----- SUPPLIED DATA -----

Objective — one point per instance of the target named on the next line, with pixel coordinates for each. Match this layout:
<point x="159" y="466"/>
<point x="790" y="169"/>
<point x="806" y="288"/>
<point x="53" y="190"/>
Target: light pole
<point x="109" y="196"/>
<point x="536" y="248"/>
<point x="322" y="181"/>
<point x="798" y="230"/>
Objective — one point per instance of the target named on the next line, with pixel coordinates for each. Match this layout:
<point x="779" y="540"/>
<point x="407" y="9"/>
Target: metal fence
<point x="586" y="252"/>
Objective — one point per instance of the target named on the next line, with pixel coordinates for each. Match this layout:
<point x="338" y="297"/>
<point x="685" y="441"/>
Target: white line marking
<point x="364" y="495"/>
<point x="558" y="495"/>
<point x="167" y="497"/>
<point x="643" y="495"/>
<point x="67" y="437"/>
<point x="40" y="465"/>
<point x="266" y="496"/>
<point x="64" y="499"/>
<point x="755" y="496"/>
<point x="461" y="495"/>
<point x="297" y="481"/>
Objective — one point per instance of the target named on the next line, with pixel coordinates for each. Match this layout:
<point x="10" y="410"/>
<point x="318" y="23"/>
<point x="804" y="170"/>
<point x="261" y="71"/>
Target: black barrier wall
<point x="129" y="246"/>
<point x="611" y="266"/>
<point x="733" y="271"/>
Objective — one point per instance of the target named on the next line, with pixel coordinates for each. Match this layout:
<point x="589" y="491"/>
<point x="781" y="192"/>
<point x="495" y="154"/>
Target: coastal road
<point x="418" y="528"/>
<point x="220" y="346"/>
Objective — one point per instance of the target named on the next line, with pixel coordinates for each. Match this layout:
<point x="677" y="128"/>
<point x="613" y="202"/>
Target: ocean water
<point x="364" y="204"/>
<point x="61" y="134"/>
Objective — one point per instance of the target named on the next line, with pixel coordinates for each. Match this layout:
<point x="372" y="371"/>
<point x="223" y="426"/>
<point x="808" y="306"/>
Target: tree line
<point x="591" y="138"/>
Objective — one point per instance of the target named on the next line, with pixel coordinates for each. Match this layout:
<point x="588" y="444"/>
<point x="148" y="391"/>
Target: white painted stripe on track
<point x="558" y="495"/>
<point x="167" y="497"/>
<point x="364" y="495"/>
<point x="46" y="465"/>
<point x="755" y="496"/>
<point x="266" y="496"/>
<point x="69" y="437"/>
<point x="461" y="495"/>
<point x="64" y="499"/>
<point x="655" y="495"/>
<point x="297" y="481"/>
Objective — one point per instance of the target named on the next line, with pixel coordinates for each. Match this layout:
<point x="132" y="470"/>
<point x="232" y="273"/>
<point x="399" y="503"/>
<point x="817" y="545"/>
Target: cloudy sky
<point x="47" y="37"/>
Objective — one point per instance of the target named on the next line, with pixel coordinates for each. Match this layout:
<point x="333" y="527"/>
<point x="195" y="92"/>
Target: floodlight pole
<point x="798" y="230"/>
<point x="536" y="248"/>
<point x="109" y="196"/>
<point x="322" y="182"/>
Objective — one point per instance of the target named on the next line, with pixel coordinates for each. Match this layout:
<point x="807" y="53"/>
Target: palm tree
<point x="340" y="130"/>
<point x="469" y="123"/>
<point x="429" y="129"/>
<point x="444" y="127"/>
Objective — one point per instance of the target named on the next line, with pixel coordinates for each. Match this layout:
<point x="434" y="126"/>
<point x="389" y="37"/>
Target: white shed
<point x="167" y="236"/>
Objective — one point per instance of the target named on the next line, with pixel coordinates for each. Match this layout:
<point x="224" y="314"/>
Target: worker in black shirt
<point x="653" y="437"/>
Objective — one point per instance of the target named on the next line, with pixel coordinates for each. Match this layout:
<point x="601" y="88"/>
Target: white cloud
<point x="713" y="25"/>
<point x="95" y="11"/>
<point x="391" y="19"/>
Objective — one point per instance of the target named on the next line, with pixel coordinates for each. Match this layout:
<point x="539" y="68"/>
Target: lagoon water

-----

Repeat each line above exactly as written.

Objective — one point per instance of the target named on the next line, with pixel coordinates for each. Match this layout:
<point x="159" y="466"/>
<point x="790" y="169"/>
<point x="806" y="288"/>
<point x="53" y="190"/>
Target: light pole
<point x="109" y="196"/>
<point x="536" y="248"/>
<point x="322" y="181"/>
<point x="798" y="230"/>
Objective — one point per instance of the target named on the next line, with pixel coordinates for each. Match this layout:
<point x="779" y="540"/>
<point x="407" y="9"/>
Target: metal fence
<point x="586" y="252"/>
Objective — one point per instance of the target named on the next line, with pixel coordinates for each. Match this layout:
<point x="338" y="297"/>
<point x="685" y="441"/>
Target: white line marking
<point x="364" y="495"/>
<point x="558" y="495"/>
<point x="167" y="497"/>
<point x="643" y="495"/>
<point x="67" y="437"/>
<point x="40" y="465"/>
<point x="266" y="496"/>
<point x="64" y="499"/>
<point x="755" y="496"/>
<point x="461" y="495"/>
<point x="297" y="481"/>
Objective — one point per instance of the target named on the next line, with pixel coordinates for each. Match this layout:
<point x="10" y="410"/>
<point x="318" y="23"/>
<point x="804" y="170"/>
<point x="261" y="71"/>
Target: black barrier wall
<point x="129" y="246"/>
<point x="611" y="266"/>
<point x="733" y="271"/>
Objective — one point per instance of the target named on the next line, with pixel coordinates for each. Match this layout:
<point x="589" y="491"/>
<point x="781" y="192"/>
<point x="495" y="154"/>
Target: coastal road
<point x="418" y="528"/>
<point x="220" y="346"/>
Objective — one point per instance of the target named on the next line, with pixel coordinates for each. Match this layout:
<point x="677" y="128"/>
<point x="613" y="202"/>
Target: ocean water
<point x="364" y="204"/>
<point x="61" y="134"/>
Objective — one point per instance of the target named on the next line, with pixel coordinates for each. Match this layout:
<point x="372" y="371"/>
<point x="223" y="426"/>
<point x="808" y="306"/>
Target: tree line
<point x="591" y="138"/>
Objective — one point per instance of the target named on the next line, with pixel coordinates for each. Match this layout:
<point x="588" y="444"/>
<point x="148" y="391"/>
Target: white painted stripe on track
<point x="558" y="495"/>
<point x="167" y="497"/>
<point x="364" y="495"/>
<point x="46" y="465"/>
<point x="755" y="496"/>
<point x="266" y="496"/>
<point x="69" y="437"/>
<point x="461" y="495"/>
<point x="64" y="499"/>
<point x="655" y="495"/>
<point x="297" y="481"/>
Objective — one point per instance of the target named on the next line, with pixel coordinates for each. Match this layout:
<point x="132" y="470"/>
<point x="232" y="273"/>
<point x="399" y="503"/>
<point x="817" y="545"/>
Target: cloudy sky
<point x="47" y="37"/>
Objective — one point per instance of the target named on the next line, with pixel coordinates for each. Match this layout:
<point x="333" y="527"/>
<point x="195" y="92"/>
Target: floodlight pole
<point x="798" y="230"/>
<point x="536" y="248"/>
<point x="109" y="196"/>
<point x="322" y="182"/>
Objective — one point per instance of the target named on the next line, with pixel coordinates for each. Match this layout:
<point x="807" y="53"/>
Target: palm tree
<point x="340" y="130"/>
<point x="469" y="123"/>
<point x="429" y="129"/>
<point x="444" y="127"/>
Objective — one point per instance of the target named on the next line, with pixel coordinates for each. Match this layout:
<point x="434" y="126"/>
<point x="389" y="37"/>
Target: white shed
<point x="167" y="236"/>
Objective — one point per instance of the target named on the next line, with pixel coordinates for each. Match this layout:
<point x="224" y="314"/>
Target: worker in black shirt
<point x="653" y="437"/>
Objective — one point per instance of the target named on the next line, with pixel coordinates for each. Match this layout:
<point x="601" y="88"/>
Target: white cloud
<point x="713" y="25"/>
<point x="95" y="11"/>
<point x="391" y="19"/>
Objective — one point per instance of the target named on the next line, with pixel coordinates for each. Match this layout:
<point x="539" y="68"/>
Target: lagoon water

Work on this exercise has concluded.